The feed-forward block works like this:

The input y (shape L × Ed = 128 × 4096) goes through two parallel linear projections, both mapping from Ed to the hidden dimension Fl (4096 → 11008), using column parallelism.
One path applies the SwiGLU activation. The other path passes through unchanged.
The two paths are element-wise multiplied together -- this is the gating operation.
The result passes through a final linear projection from Fl back to Ed (11008 → 4096), producing the output (128 × 4096).

Block diagram: Input → RMS Norm → two parallel Linear(4096, 11008) paths → SwiGLU on one path → element-wise multiply → Linear(11008, 4096) → output

Weight Matrix Dimensions

For the LLaMA-7B configuration with sequence length L = 128, embedding dimension Ed = 4096, 32 attention heads (h = 32), head dimension d = 128, and FFN hidden dimension Fl = 11008:

Input Embedding:

Shape: (batch_size, 128, 4096)
Per attention head: (batch_size, 128, 4096/32) = (batch_size, 128, 128, 32)

Self-Attention Weight Matrices (Wq, Wk, Wv, Wo):

All four: (4096, 4096)

Query, Key, Value Matrices:

Full: (batch_size, 128, 4096)
Per head: (batch_size, 128, 128, 32)

DATA UNDER STUDY:
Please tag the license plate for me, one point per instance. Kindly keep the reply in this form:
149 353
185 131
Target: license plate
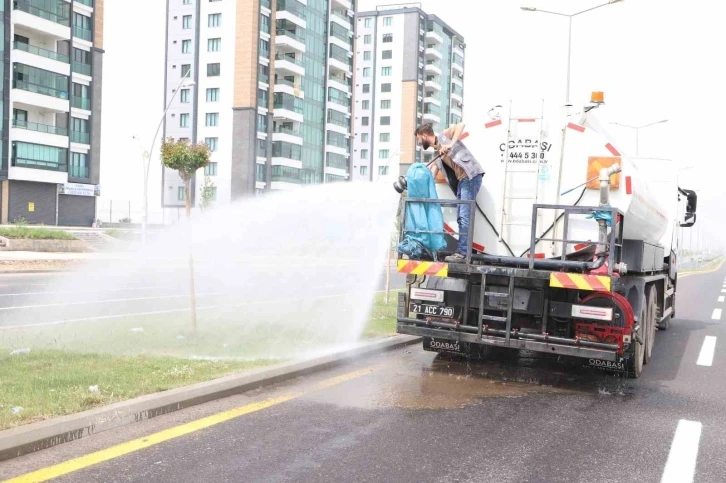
432 310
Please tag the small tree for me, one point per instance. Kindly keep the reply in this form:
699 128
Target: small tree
207 193
186 159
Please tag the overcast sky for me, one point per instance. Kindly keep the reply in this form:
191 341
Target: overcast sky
654 59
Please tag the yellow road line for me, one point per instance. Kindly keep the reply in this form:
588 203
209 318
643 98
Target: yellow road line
122 449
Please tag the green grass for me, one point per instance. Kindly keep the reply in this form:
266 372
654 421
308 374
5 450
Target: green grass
64 360
382 321
35 233
54 383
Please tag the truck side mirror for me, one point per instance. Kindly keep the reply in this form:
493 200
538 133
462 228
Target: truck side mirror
692 202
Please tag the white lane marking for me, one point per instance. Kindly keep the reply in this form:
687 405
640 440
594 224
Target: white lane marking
92 302
83 291
705 358
681 464
173 311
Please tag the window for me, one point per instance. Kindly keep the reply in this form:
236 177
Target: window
213 94
213 70
212 119
214 45
210 169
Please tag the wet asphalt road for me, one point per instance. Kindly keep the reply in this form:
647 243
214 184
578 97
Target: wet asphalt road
415 416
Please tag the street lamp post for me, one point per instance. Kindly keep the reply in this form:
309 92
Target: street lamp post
569 38
146 155
567 91
637 131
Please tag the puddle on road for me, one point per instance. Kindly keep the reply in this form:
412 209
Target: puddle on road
423 380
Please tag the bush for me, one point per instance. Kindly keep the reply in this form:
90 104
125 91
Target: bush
35 233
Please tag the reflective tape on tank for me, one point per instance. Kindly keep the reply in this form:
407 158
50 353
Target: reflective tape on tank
576 281
413 267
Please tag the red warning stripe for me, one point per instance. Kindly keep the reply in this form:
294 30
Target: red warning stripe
492 123
576 127
612 149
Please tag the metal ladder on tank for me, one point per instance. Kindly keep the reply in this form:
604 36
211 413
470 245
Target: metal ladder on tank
504 221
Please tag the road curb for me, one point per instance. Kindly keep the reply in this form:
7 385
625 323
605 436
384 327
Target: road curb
46 434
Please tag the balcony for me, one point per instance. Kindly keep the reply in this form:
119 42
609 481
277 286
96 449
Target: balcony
42 96
60 14
78 172
340 83
434 37
83 69
287 134
289 87
81 103
289 41
39 51
286 63
432 68
432 84
82 33
432 52
292 11
344 4
341 18
80 137
41 128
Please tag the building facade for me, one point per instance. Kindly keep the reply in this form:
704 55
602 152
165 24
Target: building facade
409 71
51 105
271 94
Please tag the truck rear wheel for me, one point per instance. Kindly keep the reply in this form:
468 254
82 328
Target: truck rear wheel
652 320
635 362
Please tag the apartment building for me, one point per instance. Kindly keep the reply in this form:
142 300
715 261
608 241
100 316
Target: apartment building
51 105
267 84
409 70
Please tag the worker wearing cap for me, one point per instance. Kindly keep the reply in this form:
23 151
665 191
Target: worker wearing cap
467 170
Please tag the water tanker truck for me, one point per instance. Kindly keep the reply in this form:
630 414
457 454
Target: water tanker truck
573 248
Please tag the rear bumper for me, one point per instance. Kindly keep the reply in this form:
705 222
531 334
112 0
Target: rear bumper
514 343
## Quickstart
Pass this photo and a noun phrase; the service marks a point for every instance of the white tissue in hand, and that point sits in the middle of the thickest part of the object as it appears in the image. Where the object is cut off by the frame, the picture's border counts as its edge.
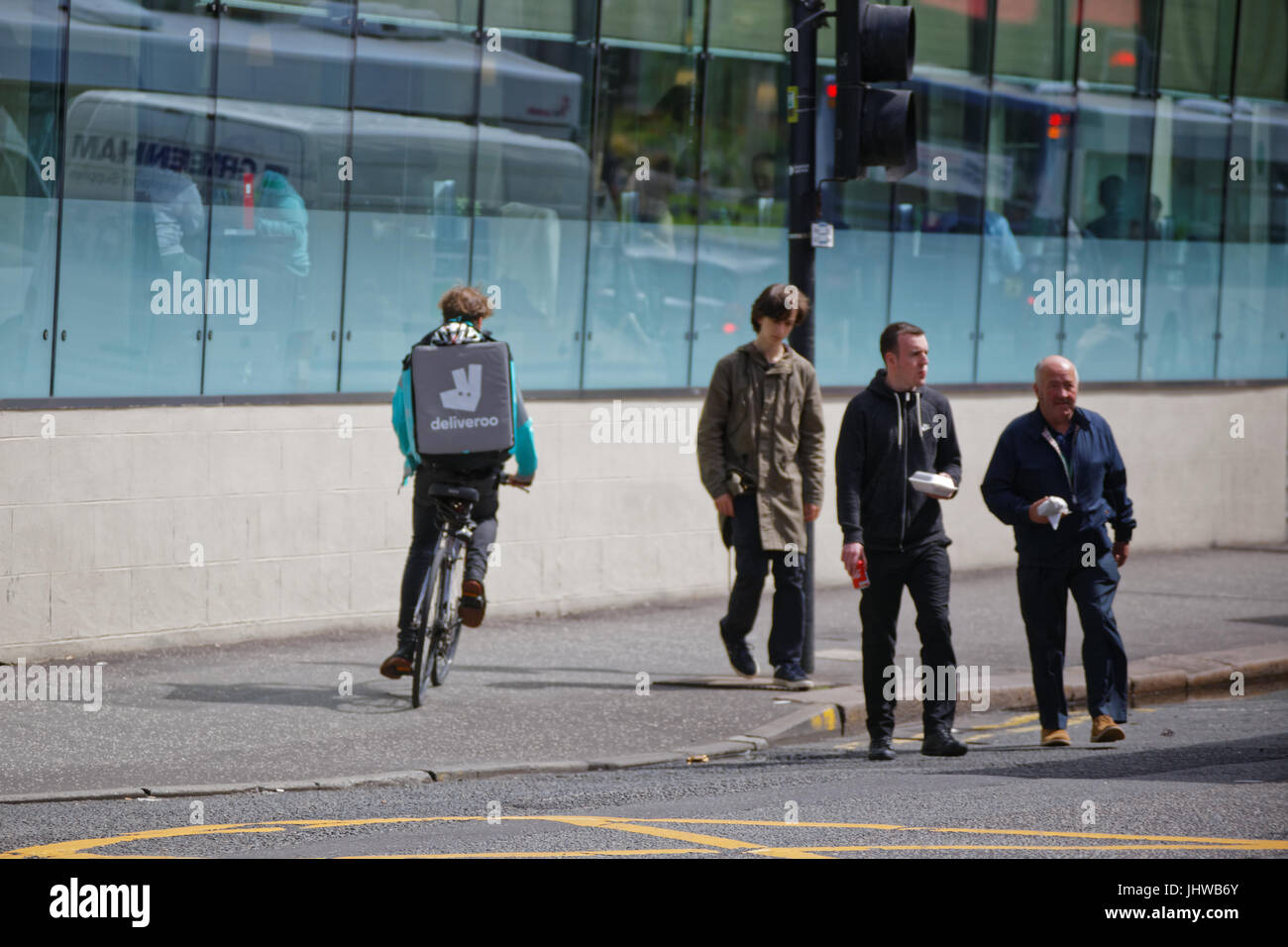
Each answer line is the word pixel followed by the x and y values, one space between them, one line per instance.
pixel 1052 509
pixel 935 484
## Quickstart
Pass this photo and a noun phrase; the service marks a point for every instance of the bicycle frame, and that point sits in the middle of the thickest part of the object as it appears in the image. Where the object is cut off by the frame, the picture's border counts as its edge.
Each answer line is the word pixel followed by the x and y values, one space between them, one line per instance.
pixel 436 615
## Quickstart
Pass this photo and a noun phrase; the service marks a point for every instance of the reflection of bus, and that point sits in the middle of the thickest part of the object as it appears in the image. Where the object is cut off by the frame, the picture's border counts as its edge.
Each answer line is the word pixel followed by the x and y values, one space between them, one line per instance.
pixel 397 158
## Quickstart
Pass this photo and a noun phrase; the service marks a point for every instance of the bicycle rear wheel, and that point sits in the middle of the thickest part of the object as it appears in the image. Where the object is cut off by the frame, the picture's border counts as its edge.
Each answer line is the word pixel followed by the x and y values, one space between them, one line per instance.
pixel 425 607
pixel 447 626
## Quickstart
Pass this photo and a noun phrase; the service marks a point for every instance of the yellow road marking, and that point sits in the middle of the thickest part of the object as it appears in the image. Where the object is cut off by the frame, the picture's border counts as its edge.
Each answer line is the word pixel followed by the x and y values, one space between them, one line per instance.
pixel 626 852
pixel 1009 722
pixel 697 843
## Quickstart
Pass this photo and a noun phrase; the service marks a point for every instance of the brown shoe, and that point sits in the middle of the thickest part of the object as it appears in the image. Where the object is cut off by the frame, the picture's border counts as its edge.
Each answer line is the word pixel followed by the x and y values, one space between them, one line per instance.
pixel 473 604
pixel 1059 737
pixel 1106 731
pixel 400 661
pixel 395 665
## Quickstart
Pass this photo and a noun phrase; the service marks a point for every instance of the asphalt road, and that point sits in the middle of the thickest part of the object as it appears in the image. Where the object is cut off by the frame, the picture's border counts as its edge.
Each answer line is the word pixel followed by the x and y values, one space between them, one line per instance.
pixel 558 688
pixel 1198 779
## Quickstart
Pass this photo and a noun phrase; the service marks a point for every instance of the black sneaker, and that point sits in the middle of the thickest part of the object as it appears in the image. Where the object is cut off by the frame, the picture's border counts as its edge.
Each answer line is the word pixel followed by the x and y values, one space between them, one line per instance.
pixel 880 749
pixel 793 678
pixel 473 604
pixel 940 742
pixel 741 659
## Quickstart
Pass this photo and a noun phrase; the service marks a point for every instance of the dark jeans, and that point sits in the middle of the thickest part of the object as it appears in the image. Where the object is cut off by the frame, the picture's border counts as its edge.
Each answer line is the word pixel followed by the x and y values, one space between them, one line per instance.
pixel 787 631
pixel 926 574
pixel 1043 600
pixel 425 526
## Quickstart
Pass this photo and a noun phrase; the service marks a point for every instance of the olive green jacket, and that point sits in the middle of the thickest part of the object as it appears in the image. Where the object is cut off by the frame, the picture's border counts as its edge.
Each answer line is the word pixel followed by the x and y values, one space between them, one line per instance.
pixel 765 420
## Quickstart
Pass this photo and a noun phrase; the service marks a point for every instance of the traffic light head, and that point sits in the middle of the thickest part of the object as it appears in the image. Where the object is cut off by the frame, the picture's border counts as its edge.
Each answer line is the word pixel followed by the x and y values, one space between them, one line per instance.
pixel 874 127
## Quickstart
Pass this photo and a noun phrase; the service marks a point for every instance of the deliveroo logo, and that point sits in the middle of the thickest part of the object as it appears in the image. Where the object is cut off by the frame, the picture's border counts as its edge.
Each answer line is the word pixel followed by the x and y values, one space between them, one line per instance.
pixel 468 389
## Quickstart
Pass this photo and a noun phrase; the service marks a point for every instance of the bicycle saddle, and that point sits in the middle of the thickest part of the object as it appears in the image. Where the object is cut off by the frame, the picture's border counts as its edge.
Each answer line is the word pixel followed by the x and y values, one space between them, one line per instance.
pixel 454 492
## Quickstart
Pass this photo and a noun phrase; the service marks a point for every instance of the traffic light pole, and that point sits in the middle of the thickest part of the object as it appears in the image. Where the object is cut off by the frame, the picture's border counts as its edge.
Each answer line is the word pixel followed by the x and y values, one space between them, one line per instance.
pixel 803 206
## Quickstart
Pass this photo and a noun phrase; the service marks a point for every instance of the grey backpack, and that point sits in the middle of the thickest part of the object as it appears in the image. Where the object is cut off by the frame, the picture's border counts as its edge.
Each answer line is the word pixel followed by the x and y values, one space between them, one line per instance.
pixel 462 403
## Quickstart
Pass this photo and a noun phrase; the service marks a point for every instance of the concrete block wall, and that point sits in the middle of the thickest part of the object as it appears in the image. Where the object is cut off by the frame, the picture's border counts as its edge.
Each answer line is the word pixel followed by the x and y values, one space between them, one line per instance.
pixel 162 525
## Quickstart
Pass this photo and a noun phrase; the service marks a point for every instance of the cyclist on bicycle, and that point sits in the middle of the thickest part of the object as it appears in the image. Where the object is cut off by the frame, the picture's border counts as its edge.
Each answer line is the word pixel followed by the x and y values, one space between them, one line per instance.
pixel 464 309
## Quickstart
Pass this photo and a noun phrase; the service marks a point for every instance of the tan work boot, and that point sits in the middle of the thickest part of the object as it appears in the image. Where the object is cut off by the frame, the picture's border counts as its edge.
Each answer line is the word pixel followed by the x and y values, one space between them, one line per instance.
pixel 1106 731
pixel 1059 737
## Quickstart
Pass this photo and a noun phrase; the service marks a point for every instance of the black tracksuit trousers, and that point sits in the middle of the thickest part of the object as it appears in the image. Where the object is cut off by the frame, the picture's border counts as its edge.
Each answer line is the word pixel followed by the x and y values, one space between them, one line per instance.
pixel 926 573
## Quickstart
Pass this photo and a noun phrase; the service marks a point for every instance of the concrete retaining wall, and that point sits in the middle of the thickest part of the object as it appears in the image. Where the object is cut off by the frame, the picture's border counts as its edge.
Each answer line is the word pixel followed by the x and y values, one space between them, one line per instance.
pixel 141 526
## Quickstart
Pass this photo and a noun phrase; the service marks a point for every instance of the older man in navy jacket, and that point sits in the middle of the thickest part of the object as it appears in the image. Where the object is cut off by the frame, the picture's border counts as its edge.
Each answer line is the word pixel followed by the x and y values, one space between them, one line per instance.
pixel 1060 451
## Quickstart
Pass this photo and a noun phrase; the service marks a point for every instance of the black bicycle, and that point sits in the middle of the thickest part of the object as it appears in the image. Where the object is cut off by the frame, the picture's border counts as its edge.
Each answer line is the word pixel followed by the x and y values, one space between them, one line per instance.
pixel 437 624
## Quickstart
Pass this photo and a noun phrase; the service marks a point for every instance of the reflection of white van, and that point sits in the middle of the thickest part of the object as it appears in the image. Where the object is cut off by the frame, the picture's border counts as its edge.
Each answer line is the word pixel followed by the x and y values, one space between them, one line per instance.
pixel 21 188
pixel 399 161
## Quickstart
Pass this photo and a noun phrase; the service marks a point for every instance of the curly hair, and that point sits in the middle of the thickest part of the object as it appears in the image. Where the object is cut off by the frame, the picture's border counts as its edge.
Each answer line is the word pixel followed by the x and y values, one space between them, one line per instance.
pixel 464 302
pixel 780 302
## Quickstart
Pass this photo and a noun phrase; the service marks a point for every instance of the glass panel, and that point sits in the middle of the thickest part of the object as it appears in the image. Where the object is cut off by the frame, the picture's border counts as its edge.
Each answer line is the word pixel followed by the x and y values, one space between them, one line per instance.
pixel 1025 230
pixel 1122 33
pixel 643 228
pixel 1035 39
pixel 413 145
pixel 851 279
pixel 533 179
pixel 1103 275
pixel 1184 234
pixel 137 192
pixel 743 241
pixel 277 226
pixel 938 223
pixel 674 22
pixel 1254 266
pixel 1198 40
pixel 751 25
pixel 31 44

PROBLEM A: In the feed-forward block text, reproduce the passage between "The two paths" and "(128 × 4096).", inclusive, substituting "gating step" for "gating operation".
PROBLEM B: Condense the paragraph of the feed-forward block text that begins "The input y" into a bulleted list that keeps its main facts.

TASK ANSWER A:
The two paths are element-wise multiplied together -- this is the gating step.
The result passes through a final linear projection from Fl back to Ed (11008 → 4096), producing the output (128 × 4096).

TASK ANSWER B:
- The input y has shape L × Ed = 128 × 4096.
- Two parallel linear projections map Ed to the hidden dimension Fl (4096 → 11008) using column parallelism.
- One path applies the SwiGLU activation, and the other passes through unchanged.
- The two paths are multiplied element-wise, which is the gating operation.
- A final linear projection maps Fl back to Ed (11008 → 4096), producing an output of 128 × 4096.